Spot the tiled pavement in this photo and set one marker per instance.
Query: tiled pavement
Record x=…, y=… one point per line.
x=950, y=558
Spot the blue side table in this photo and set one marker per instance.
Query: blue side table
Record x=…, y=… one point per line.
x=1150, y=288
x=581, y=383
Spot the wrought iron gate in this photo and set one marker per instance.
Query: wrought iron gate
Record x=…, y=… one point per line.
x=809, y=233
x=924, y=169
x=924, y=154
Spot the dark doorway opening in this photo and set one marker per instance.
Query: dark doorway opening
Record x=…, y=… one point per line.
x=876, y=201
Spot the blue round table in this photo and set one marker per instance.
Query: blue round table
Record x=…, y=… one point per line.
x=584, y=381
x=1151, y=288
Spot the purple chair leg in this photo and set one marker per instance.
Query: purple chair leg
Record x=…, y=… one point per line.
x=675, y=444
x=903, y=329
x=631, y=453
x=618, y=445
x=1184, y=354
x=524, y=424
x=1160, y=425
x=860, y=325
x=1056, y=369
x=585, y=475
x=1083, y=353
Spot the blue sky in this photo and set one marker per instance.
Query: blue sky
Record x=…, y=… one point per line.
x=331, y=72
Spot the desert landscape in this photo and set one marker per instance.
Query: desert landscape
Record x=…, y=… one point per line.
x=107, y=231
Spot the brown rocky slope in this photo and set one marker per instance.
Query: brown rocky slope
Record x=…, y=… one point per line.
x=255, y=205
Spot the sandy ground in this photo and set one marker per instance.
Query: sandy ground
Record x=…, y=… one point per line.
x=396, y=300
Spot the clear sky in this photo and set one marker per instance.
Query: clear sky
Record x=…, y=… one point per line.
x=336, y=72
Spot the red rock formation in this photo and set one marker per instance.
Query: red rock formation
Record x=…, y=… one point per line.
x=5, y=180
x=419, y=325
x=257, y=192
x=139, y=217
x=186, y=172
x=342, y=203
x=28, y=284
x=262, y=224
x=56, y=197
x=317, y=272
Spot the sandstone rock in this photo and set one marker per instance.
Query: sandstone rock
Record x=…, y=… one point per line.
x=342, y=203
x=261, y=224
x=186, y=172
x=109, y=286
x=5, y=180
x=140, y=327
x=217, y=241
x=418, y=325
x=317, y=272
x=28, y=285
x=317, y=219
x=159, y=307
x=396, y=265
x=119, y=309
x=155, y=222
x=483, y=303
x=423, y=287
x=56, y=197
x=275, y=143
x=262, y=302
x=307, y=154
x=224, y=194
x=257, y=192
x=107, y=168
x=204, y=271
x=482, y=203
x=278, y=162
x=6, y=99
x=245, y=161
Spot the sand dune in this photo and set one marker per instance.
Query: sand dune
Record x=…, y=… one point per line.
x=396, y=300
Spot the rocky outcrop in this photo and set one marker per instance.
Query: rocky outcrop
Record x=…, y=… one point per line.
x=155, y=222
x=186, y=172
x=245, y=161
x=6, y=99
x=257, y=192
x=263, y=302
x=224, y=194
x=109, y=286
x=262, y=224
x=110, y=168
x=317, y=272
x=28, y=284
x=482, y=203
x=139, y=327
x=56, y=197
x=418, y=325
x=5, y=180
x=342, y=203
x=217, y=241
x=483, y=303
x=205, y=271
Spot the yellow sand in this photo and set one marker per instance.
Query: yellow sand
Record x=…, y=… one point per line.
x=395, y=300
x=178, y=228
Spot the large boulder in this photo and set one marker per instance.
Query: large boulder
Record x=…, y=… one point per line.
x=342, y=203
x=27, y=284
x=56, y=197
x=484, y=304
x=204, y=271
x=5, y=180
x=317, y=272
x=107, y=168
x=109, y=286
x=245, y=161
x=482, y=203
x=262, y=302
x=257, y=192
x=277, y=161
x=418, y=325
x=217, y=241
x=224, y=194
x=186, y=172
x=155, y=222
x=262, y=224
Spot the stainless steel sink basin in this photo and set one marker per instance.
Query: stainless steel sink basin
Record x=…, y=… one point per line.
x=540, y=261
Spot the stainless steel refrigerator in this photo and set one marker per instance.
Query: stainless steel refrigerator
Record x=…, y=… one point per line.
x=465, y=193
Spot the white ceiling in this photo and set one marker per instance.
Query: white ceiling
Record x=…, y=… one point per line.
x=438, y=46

------------------------

Reproduce word for word every line of the records from the line containing "Spot the white" through the final line of the records.

## Solution
Spot the white ceiling in this photo and set one marker per instance.
Query: white ceiling
Record x=…, y=… one point per line.
x=438, y=46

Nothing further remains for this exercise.